◆ **WHAT YOU NEED TO DO**
Here is the listing. Print it exactly.

◆ **DATASET RECORDS**
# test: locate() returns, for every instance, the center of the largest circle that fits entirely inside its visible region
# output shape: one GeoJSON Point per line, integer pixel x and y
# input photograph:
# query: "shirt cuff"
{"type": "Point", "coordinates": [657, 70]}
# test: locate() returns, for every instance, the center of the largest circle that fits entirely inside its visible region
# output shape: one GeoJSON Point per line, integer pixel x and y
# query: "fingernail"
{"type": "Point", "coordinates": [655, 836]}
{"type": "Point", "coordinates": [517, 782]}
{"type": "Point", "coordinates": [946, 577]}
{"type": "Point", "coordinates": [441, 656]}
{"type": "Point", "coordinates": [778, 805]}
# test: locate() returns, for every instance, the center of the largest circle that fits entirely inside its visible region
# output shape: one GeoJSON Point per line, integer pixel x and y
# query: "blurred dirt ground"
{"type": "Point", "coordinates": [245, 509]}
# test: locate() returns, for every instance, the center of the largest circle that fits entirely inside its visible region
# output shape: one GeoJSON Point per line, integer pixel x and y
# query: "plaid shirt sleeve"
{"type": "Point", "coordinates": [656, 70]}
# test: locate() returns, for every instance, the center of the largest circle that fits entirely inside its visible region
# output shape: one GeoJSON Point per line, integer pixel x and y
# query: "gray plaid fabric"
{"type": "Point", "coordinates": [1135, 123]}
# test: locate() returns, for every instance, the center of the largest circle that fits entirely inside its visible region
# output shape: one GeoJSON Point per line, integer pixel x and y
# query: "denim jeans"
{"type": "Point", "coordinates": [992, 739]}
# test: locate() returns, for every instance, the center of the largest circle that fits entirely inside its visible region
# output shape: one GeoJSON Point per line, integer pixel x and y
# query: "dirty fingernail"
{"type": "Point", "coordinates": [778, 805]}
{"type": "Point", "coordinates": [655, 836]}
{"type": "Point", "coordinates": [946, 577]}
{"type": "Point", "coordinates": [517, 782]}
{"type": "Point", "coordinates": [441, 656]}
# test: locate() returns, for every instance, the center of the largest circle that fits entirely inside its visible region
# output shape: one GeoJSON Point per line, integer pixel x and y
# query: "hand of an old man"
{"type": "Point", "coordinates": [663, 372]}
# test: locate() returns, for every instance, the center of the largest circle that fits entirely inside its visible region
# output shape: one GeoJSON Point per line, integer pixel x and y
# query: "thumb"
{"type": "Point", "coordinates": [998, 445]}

◆ **TASK RESPONSE**
# test: locate() returns, for every instance, the center of the largest circle that fits entirely inside its visible region
# output shape: one GeoJSON Point per line, integer pixel x and y
# input photograph:
# query: "shirt cuff"
{"type": "Point", "coordinates": [657, 70]}
# test: locate() returns, for every instance, the center of the largest circle that fits entirely inside its visible region
# output shape: one GeoJSON Point per line, integer pixel x and y
# query: "fingernail"
{"type": "Point", "coordinates": [655, 836]}
{"type": "Point", "coordinates": [517, 782]}
{"type": "Point", "coordinates": [946, 577]}
{"type": "Point", "coordinates": [441, 656]}
{"type": "Point", "coordinates": [778, 805]}
# test: locate() returns, for every instance, the center of the largest circle that fits entirely inside its visible region
# output shape: one GeoJSON Point per line, integer pixel x and y
# query: "blurred dirt ground"
{"type": "Point", "coordinates": [245, 509]}
# test: locate() returns, for every instance, the center of the largest circle that fits entirely inside its visible region
# output shape: one GeoJSON Point per line, integer pixel x and y
# query: "plaid shirt sleeve"
{"type": "Point", "coordinates": [656, 70]}
# test: locate() returns, for every instance, the center of the largest circle that fits entirely inside its visible region
# output shape: one GeoJSON Point per line, integer pixel x and y
# query: "gray plaid fabric"
{"type": "Point", "coordinates": [1135, 123]}
# test: locate() returns, for every instance, the center of the largest circle that fits entirely inside its visible region
# output shape: one GeoJSON Point per line, integer pixel x and y
# query: "denim jeans"
{"type": "Point", "coordinates": [992, 739]}
# test: locate() returns, for every instance, the center of the largest circle that fits entirely inside its visible region
# output shape: one GeoJSON Point per line, integer pixel x and y
# query: "dirty fingernail"
{"type": "Point", "coordinates": [778, 805]}
{"type": "Point", "coordinates": [655, 836]}
{"type": "Point", "coordinates": [946, 577]}
{"type": "Point", "coordinates": [517, 782]}
{"type": "Point", "coordinates": [441, 656]}
# test: locate() returns, for every instance, the center of the largest circle that fits entirely inside its visible region
# output shape: one GeoJSON Point per line, integer pixel x and y
# query: "hand of an old man"
{"type": "Point", "coordinates": [663, 372]}
# test: locate() returns, for every instance, the center of the largest circle that fits entirely inside its visible region
# output shape: one GeoJSON Point per line, integer pixel x and y
# query: "thumb"
{"type": "Point", "coordinates": [998, 445]}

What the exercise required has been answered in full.